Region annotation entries
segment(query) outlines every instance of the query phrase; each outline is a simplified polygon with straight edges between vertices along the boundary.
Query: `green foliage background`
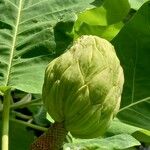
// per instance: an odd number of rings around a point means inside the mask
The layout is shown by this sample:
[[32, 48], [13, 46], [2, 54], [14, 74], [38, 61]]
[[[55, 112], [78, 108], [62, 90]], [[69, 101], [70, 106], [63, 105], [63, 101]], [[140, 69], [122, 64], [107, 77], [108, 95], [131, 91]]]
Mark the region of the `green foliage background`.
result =
[[50, 124], [41, 102], [45, 67], [85, 34], [103, 37], [116, 49], [125, 73], [121, 109], [104, 137], [71, 137], [64, 149], [150, 144], [149, 10], [149, 0], [0, 1], [0, 118], [4, 87], [11, 87], [10, 150], [29, 149], [39, 135], [30, 124], [41, 131]]

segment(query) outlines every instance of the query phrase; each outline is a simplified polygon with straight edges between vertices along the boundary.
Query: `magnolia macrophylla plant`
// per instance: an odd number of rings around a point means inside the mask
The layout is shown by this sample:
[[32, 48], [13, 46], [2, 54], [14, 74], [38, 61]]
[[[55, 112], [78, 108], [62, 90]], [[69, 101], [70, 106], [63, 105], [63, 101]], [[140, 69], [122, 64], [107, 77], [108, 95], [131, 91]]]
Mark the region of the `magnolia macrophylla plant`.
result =
[[65, 131], [78, 138], [95, 138], [118, 112], [123, 83], [112, 44], [85, 35], [49, 63], [42, 98], [50, 116]]

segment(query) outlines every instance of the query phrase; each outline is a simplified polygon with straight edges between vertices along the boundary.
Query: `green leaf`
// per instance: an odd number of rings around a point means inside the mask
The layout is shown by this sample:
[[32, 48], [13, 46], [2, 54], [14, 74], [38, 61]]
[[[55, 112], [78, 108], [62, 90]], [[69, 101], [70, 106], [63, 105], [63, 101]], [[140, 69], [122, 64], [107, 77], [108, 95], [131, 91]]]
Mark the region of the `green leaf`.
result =
[[125, 124], [120, 120], [118, 120], [117, 118], [115, 118], [111, 123], [111, 126], [107, 130], [106, 135], [112, 136], [112, 135], [125, 134], [125, 133], [132, 135], [140, 142], [145, 142], [145, 143], [150, 142], [150, 131]]
[[138, 10], [145, 2], [149, 0], [129, 0], [131, 8]]
[[[1, 125], [1, 122], [0, 122]], [[1, 135], [1, 130], [0, 130]], [[34, 140], [34, 134], [30, 130], [27, 130], [25, 126], [19, 123], [10, 121], [10, 137], [9, 137], [10, 150], [28, 150], [32, 141]], [[1, 140], [0, 140], [1, 145]]]
[[64, 150], [121, 150], [137, 145], [140, 143], [131, 135], [120, 134], [103, 139], [75, 139], [73, 143], [65, 144]]
[[150, 130], [150, 1], [112, 41], [124, 69], [120, 120]]
[[129, 9], [127, 0], [105, 0], [101, 7], [87, 10], [79, 15], [74, 25], [75, 38], [92, 34], [112, 40], [124, 25], [122, 21]]
[[75, 21], [94, 0], [1, 0], [0, 86], [41, 93], [44, 70], [55, 53], [54, 27]]

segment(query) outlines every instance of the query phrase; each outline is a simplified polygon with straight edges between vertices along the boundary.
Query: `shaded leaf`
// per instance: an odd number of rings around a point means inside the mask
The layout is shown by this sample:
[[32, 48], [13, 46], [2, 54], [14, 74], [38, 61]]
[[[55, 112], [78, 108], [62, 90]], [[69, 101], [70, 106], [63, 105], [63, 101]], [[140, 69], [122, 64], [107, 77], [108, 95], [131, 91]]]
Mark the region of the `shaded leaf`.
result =
[[120, 134], [104, 139], [80, 140], [75, 139], [71, 144], [65, 144], [64, 150], [121, 150], [140, 145], [128, 134]]
[[41, 93], [46, 64], [54, 58], [54, 27], [74, 21], [94, 0], [0, 2], [0, 86]]
[[112, 41], [124, 69], [120, 120], [150, 130], [150, 2]]

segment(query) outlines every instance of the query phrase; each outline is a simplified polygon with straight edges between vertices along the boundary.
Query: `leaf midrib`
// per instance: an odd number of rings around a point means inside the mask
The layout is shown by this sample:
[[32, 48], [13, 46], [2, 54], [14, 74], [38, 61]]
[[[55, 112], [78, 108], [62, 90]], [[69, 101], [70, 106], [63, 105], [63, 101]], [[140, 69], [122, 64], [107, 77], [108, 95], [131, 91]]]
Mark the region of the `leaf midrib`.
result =
[[8, 86], [8, 84], [9, 84], [11, 67], [12, 67], [15, 45], [16, 45], [16, 40], [17, 40], [18, 27], [19, 27], [19, 22], [20, 22], [21, 9], [22, 9], [22, 0], [19, 1], [19, 6], [18, 6], [18, 15], [17, 15], [17, 20], [16, 20], [16, 26], [14, 28], [14, 36], [13, 36], [12, 46], [10, 49], [10, 58], [9, 58], [9, 65], [8, 65], [5, 86]]

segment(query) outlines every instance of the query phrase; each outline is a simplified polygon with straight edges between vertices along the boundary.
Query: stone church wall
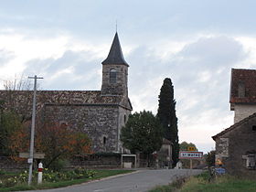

- WRITTEN PROBLEM
Rewrite all the records, changing every "straight edges" to "line segments" and keeping everything else identical. Omit the pictures from your answer.

- COMPLETE ANSWER
segment(query) outlines every instance of the query phrase; each outline is a simplified polygon with line segments between vertices along the boundary.
Query: `green foliage background`
// per instance: an odd number of rings around a point means inside the mask
The layout is shown by this sample:
[[32, 48], [13, 46], [2, 54], [14, 74], [38, 61]]
[[[55, 112], [78, 108], [62, 90]], [[69, 101], [70, 106], [63, 105], [63, 101]], [[140, 69], [122, 64], [107, 77], [108, 95], [131, 91]]]
Mark the region of the `green foliage background`.
result =
[[50, 124], [41, 102], [45, 67], [85, 34], [103, 37], [116, 49], [125, 73], [121, 109], [104, 137], [71, 137], [64, 149], [150, 144], [149, 10], [149, 0], [0, 1], [0, 118], [4, 87], [11, 87], [10, 150], [29, 149], [39, 135], [30, 124], [41, 131]]

segment(query) outlines every instance of the query phrase; each outline is a simplified polygon with line segments between vertices along the boundary.
Query: `magnolia macrophylla plant`
// per instance: an odd number of rings around a point means inside the mask
The layout is shown by this sample:
[[32, 48], [13, 46], [2, 54], [14, 74], [38, 61]]
[[[55, 112], [78, 108], [62, 90]], [[69, 101], [70, 106], [63, 105], [63, 101]], [[140, 69], [122, 64], [107, 77], [108, 95], [131, 91]]]
Mark the region of the `magnolia macrophylla plant`.
result =
[[65, 131], [78, 138], [95, 138], [118, 112], [123, 83], [112, 44], [85, 35], [49, 63], [42, 98], [50, 116]]

segment(query) outlines every instance of the query phrase; each outline is a simplified polygon with line segments between vertices along the boundary.
Query: `green leaf`
// per instance: an odd number of rings around a point means inside the mask
The layout is shown by this sample:
[[32, 48], [13, 46], [2, 54], [14, 74], [38, 61]]
[[[55, 112], [78, 108], [62, 90]], [[69, 101], [70, 106], [63, 105], [63, 101]], [[140, 69], [122, 64], [107, 77], [108, 95], [131, 91]]]
Mark the region of the `green leaf`.
result =
[[125, 124], [120, 120], [118, 120], [117, 118], [115, 118], [111, 123], [111, 126], [107, 130], [106, 135], [112, 136], [112, 135], [125, 134], [125, 133], [132, 135], [140, 142], [145, 142], [145, 143], [150, 142], [150, 131]]
[[138, 10], [145, 2], [149, 0], [129, 0], [131, 8]]
[[[1, 125], [1, 122], [0, 122]], [[1, 135], [1, 130], [0, 130]], [[34, 140], [34, 134], [30, 130], [27, 130], [25, 126], [19, 123], [10, 121], [10, 137], [9, 137], [10, 150], [28, 150], [32, 141]], [[1, 140], [0, 140], [1, 145]]]
[[64, 150], [121, 150], [137, 145], [140, 143], [131, 135], [120, 134], [103, 139], [75, 139], [73, 143], [65, 144]]
[[150, 130], [150, 1], [112, 41], [124, 69], [120, 120]]
[[129, 9], [127, 0], [105, 0], [101, 7], [87, 10], [79, 15], [74, 25], [75, 38], [92, 34], [112, 40], [124, 25], [122, 21]]
[[75, 21], [94, 0], [1, 0], [0, 86], [41, 93], [44, 70], [55, 53], [54, 27]]

segment(query) outlines every instance of the query phrase; each outline is a simplified polygon with line segments between vertices along the boundary.
Query: `shaded leaf`
// per instance: an odd number of rings around a point means inside the mask
The layout is shown by this sample:
[[32, 48], [13, 46], [2, 54], [14, 74], [38, 61]]
[[[55, 112], [78, 108], [62, 90]], [[69, 101], [70, 106], [63, 105], [63, 101]], [[140, 69], [122, 64], [107, 77], [108, 95], [131, 91]]]
Mark the region of the `shaded leaf`.
result =
[[120, 134], [104, 139], [80, 140], [75, 139], [71, 144], [65, 144], [64, 150], [121, 150], [140, 145], [128, 134]]
[[41, 93], [46, 64], [54, 58], [54, 27], [74, 21], [94, 0], [0, 2], [0, 86]]
[[112, 41], [124, 69], [120, 120], [150, 130], [150, 2]]

segment(query) outlines every instance of the query phrase; each outline is a simplified polygon with line segments between vertices along the boundary.
Query: `leaf midrib`
// per instance: an odd number of rings around a point means inside the mask
The layout is shown by this sample:
[[32, 48], [13, 46], [2, 54], [14, 74], [38, 61]]
[[[55, 112], [78, 108], [62, 90]], [[69, 101], [70, 106], [63, 105], [63, 101]], [[140, 69], [122, 64], [107, 77], [108, 95], [131, 91]]]
Mark the region of the `leaf midrib`.
result =
[[8, 86], [8, 84], [9, 84], [11, 67], [12, 67], [15, 45], [16, 45], [16, 40], [17, 40], [18, 27], [19, 27], [19, 22], [20, 22], [21, 9], [22, 9], [22, 0], [19, 1], [19, 6], [18, 6], [18, 15], [17, 15], [17, 20], [16, 20], [16, 26], [14, 28], [14, 36], [13, 36], [12, 46], [10, 49], [10, 58], [9, 58], [9, 65], [8, 65], [5, 86]]

segment(query) outlines every instance of the query phrase; each outline is a simplified polygon with line segments between vertices along the boundary.
Query: stone church wall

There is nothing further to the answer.